Copy the data below line for line without any changes, and leave the pictures out of your answer.

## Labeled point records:
+ + + + + + +

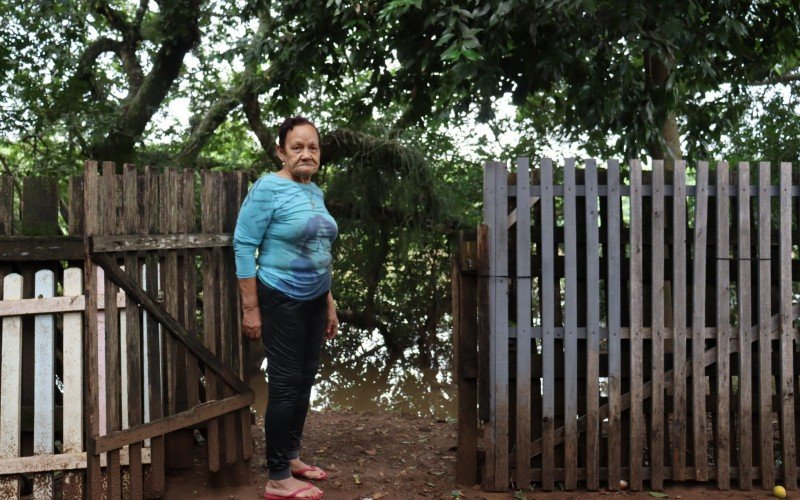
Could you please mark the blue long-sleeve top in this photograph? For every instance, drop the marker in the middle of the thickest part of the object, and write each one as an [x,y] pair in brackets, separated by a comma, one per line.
[289,226]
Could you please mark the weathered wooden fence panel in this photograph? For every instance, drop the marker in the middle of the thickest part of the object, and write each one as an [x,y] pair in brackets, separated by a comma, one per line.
[661,308]
[123,339]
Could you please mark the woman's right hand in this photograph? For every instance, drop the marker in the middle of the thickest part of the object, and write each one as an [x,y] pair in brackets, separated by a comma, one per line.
[251,324]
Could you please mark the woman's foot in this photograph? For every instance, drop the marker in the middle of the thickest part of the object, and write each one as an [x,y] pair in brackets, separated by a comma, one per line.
[307,472]
[291,488]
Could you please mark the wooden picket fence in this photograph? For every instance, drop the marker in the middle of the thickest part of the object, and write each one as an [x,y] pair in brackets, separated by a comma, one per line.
[119,332]
[635,331]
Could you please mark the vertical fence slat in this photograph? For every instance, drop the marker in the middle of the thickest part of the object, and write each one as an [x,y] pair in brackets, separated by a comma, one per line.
[133,330]
[570,330]
[72,351]
[636,305]
[548,323]
[91,370]
[467,342]
[154,484]
[171,285]
[700,241]
[523,255]
[224,331]
[614,256]
[722,435]
[11,386]
[190,281]
[743,288]
[497,176]
[679,368]
[764,316]
[787,346]
[656,444]
[210,196]
[593,330]
[44,384]
[111,351]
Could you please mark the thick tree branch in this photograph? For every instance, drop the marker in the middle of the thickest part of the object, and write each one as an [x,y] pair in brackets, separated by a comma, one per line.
[180,23]
[205,128]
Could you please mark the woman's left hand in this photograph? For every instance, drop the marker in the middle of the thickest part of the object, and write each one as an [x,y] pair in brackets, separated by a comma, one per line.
[332,324]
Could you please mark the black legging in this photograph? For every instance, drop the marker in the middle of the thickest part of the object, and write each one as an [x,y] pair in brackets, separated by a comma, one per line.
[292,332]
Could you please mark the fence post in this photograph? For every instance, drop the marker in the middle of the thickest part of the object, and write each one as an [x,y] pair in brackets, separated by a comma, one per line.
[495,205]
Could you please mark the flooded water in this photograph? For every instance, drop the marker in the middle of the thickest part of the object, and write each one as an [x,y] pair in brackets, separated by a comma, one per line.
[362,377]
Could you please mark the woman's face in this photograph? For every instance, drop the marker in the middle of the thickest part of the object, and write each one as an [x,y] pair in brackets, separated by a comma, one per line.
[301,154]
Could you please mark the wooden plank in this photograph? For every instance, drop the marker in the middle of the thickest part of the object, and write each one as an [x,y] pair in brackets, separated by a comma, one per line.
[225,330]
[764,343]
[744,417]
[722,435]
[496,214]
[593,329]
[658,223]
[570,327]
[614,294]
[208,221]
[91,369]
[154,481]
[636,304]
[44,384]
[11,386]
[187,225]
[523,256]
[33,248]
[72,426]
[133,330]
[112,243]
[62,461]
[785,382]
[169,273]
[188,418]
[467,308]
[679,293]
[548,322]
[109,224]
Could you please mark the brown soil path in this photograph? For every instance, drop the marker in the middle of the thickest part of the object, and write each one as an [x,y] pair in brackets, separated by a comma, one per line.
[383,455]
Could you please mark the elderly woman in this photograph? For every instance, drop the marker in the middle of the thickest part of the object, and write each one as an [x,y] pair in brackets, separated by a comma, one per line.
[286,298]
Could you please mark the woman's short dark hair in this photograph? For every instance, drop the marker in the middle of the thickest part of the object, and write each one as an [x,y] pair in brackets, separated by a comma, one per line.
[290,123]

+ + + + + + +

## Full output:
Could you please mark the blue long-sleeve top in this photograph? For every instance, drop the marker in the middle of the thickest part of the object, and write each one as an [x,y] pair in brackets, separated by a comma, one per line.
[289,226]
Could you please mark the weathered wooden fence panel in this photograph? For every instance, drop the marker in the middle of the thickest part of the object, and write each one as an [x,y] pair in brackets, separated by a comma, one per line.
[661,308]
[123,339]
Could you please mark the woman's right hand in this photograph? For every instance, drop the marker in the middle of the thickest part of the object, and write each one as an [x,y] pair in brackets, separated by a comma, one per line.
[251,324]
Could you please mark the woman's foot in this photograph? For every instance, drop the marker in the middle of the thickest part of the object, and write each one as an [x,y] pair in brackets, separated by a comma, one per line.
[307,472]
[291,488]
Could you please mark the wooden picket fence in this photograph? For every instance, drop the marker in the middle of the thickest part of the object, and write each one as an [x,y] pair in brackets, separated by a comma, one per line.
[119,332]
[635,331]
Could you please mark the vertical fence slat in this photograph? For every instance, drop the marker in the middle of the thickest part of the object, and write each one as an [x,y] pair in brackets, separated by a comma, one per line.
[133,330]
[570,330]
[72,351]
[636,305]
[548,323]
[91,370]
[467,342]
[154,484]
[171,285]
[700,241]
[523,255]
[224,331]
[614,256]
[722,435]
[11,386]
[190,281]
[743,288]
[497,176]
[679,368]
[764,316]
[787,346]
[656,444]
[210,196]
[593,330]
[44,384]
[111,351]
Could you please mark the thick tree branch in this photograph? For every instance, drop the marker in the middle of the thickest part of the object, and write each one as an [x,y] pair in brackets, separated by a comma, one per line.
[180,23]
[205,128]
Could you please mark the woman's left hand in this photograph? For every instance, drop the marker in the middle of the thickest part of the object, and write each one as an [x,y] pair in brackets, separated by a comma, one per line.
[332,324]
Could you please mark the black legging in this photograph? For every instance, drop the marker in the middle of the thickest part of the object, and write each one as an [x,y] pair in brackets, separated by a comma, one per line.
[292,332]
Could you please mark the fence post in this photograph? For every instance, drop the marker in the middle of the thickest part of the object, and write each one as an [x,y] pair in brackets, separated by a comma, one per line.
[495,205]
Could you please mark the flooded water in this photograph? For every instance, drop the marker in the middle of the thickest part of the object, and write each one as an [x,y] pair in brackets, separated by a comma, one per line.
[362,377]
Could you please mark the woman's face in this photograph? For every instance, drop the marker in the middle of the thickest part of the object, and write each one as an [x,y] pair in brackets, separated by a comma, one per line.
[301,154]
Could you please mark the wooden plank in this photograph? For every instance, drop the marker in the middle of the thickest part of the object, and write each one as an [x,y] pair in brackets, separated by a comma, one per line.
[225,330]
[764,343]
[744,417]
[722,435]
[496,214]
[593,329]
[658,223]
[570,327]
[614,294]
[208,221]
[91,369]
[154,481]
[636,304]
[44,384]
[11,386]
[187,225]
[523,256]
[33,248]
[72,426]
[133,330]
[112,243]
[62,461]
[785,382]
[169,273]
[188,418]
[467,308]
[679,293]
[548,322]
[109,224]
Could you please mark the brown soil path in this photograph? For every instance, drop the marker in the middle of the thickest part of the object, and write each one as an [x,y] pair in brackets, separated by a comma, one per line.
[383,455]
Could you please mark the elderly woman in this photograph? For every instance, drop the marker in the middle of the thickest part of the object, and write each one as an [x,y] pair in brackets, separated by a comma, one per line.
[286,298]
Could you please mark the woman's short dark hair in this photograph? For every instance, drop the marker in the middle of the thickest part of the object, and write each one as an [x,y] pair in brackets, separated by a comma, one per line.
[290,123]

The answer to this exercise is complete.